Restituez à l'identique chaque ligne de toutes les entrées ci-dessous, en omettant les images.

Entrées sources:

***

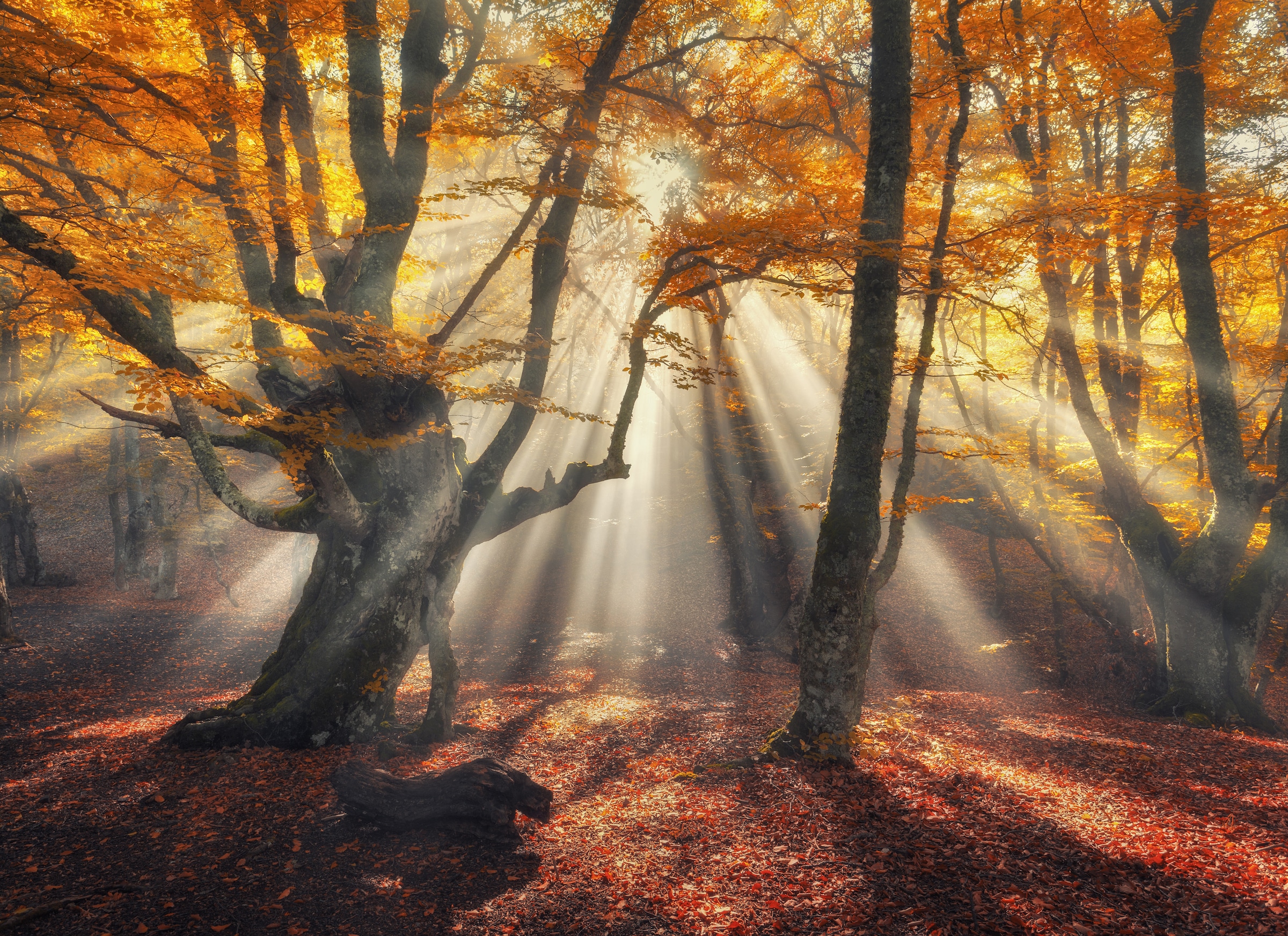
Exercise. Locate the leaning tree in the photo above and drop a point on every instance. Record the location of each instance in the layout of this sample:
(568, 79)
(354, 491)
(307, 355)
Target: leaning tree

***

*RÉSULTAT DE L'EXERCICE:*
Exercise. Locate the leaning tree in the photo above and drop a point on every instance. Record the location of each instance in the layout of this sample:
(568, 79)
(354, 491)
(307, 355)
Target: leaning tree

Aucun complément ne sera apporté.